* [WHAT IS EXPECTED]: Tell how many lines of the data include the word "paved". Nothing but the number belongs in the answer.

* [INPUT DATA]:
::::::::::

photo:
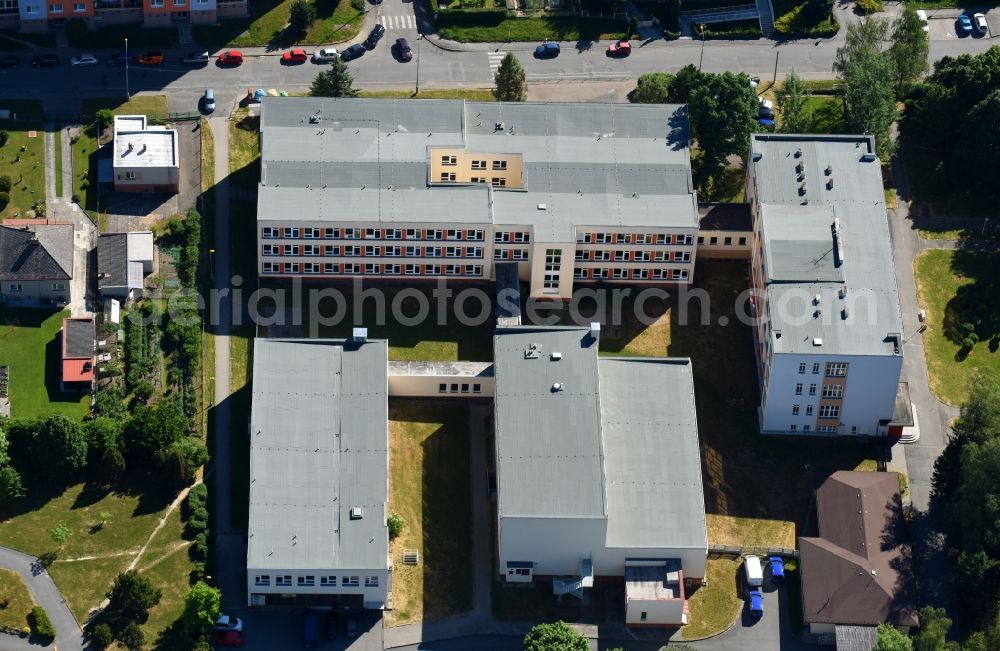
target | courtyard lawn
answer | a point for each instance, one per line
(430, 490)
(941, 275)
(18, 599)
(26, 169)
(30, 346)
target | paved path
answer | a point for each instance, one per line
(69, 637)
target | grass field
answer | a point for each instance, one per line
(336, 21)
(430, 489)
(940, 275)
(26, 169)
(19, 602)
(30, 346)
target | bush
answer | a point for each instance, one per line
(41, 625)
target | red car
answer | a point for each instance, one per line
(294, 56)
(620, 49)
(231, 58)
(227, 638)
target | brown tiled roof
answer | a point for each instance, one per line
(859, 569)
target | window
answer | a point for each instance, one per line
(834, 369)
(833, 390)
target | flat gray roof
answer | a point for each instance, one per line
(318, 448)
(798, 208)
(367, 160)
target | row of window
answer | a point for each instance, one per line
(316, 233)
(309, 581)
(372, 251)
(370, 269)
(624, 255)
(633, 238)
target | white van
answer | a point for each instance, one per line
(755, 575)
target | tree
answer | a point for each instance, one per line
(131, 596)
(334, 82)
(554, 637)
(890, 639)
(791, 98)
(909, 48)
(301, 17)
(509, 80)
(652, 88)
(202, 606)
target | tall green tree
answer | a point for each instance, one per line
(510, 84)
(652, 88)
(909, 48)
(336, 81)
(791, 99)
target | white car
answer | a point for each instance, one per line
(83, 60)
(229, 623)
(979, 21)
(325, 55)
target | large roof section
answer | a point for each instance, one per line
(824, 226)
(330, 159)
(858, 571)
(549, 456)
(36, 250)
(318, 448)
(652, 461)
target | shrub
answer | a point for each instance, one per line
(41, 625)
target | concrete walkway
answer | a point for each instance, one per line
(69, 637)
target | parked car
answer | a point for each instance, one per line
(405, 53)
(620, 49)
(979, 20)
(45, 61)
(83, 60)
(777, 570)
(197, 58)
(150, 58)
(227, 638)
(228, 622)
(325, 54)
(375, 36)
(310, 629)
(756, 603)
(294, 56)
(353, 52)
(231, 58)
(547, 51)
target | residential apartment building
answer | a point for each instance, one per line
(380, 188)
(828, 334)
(598, 470)
(41, 15)
(319, 474)
(146, 158)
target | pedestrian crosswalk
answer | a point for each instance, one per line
(407, 21)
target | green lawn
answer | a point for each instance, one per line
(30, 346)
(944, 280)
(430, 490)
(18, 600)
(489, 25)
(26, 169)
(336, 21)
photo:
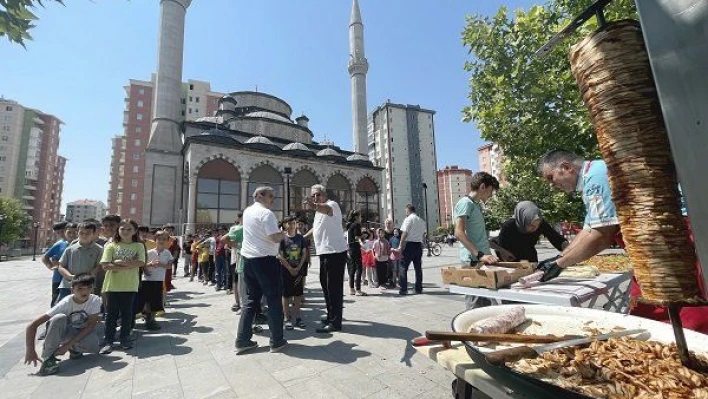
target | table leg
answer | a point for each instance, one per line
(461, 389)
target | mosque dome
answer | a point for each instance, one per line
(359, 158)
(259, 140)
(268, 115)
(328, 152)
(210, 119)
(297, 147)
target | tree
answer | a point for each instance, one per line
(16, 222)
(530, 105)
(16, 19)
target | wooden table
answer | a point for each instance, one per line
(471, 380)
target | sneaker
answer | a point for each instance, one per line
(152, 326)
(260, 318)
(49, 366)
(106, 349)
(243, 349)
(278, 347)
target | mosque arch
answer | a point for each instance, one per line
(218, 192)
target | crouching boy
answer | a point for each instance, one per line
(72, 327)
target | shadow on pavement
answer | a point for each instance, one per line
(380, 330)
(334, 352)
(69, 368)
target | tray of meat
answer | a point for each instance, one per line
(645, 366)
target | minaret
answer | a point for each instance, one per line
(165, 132)
(358, 66)
(163, 158)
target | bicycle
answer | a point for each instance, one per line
(435, 249)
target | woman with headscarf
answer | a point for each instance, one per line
(518, 236)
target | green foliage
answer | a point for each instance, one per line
(530, 105)
(16, 221)
(17, 18)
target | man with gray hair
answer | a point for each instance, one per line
(331, 247)
(261, 271)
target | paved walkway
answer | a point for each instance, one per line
(193, 355)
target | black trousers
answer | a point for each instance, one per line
(381, 272)
(354, 267)
(413, 252)
(119, 304)
(332, 281)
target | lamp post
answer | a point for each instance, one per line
(36, 235)
(427, 234)
(288, 171)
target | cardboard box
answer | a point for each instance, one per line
(477, 278)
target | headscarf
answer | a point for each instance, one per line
(525, 213)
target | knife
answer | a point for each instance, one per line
(500, 357)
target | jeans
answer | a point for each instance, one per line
(63, 293)
(262, 278)
(230, 282)
(413, 252)
(55, 293)
(381, 270)
(354, 266)
(119, 303)
(60, 331)
(221, 267)
(187, 264)
(332, 281)
(210, 270)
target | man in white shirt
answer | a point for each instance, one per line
(261, 271)
(331, 247)
(411, 250)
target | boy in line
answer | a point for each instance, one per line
(292, 255)
(82, 256)
(72, 327)
(159, 264)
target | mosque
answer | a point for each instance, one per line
(203, 172)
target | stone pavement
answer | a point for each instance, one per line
(193, 355)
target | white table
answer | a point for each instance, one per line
(564, 291)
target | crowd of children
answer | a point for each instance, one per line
(111, 268)
(115, 270)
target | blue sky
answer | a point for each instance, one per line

::::::::::

* [SOLUTION FOR THIS TASK]: 2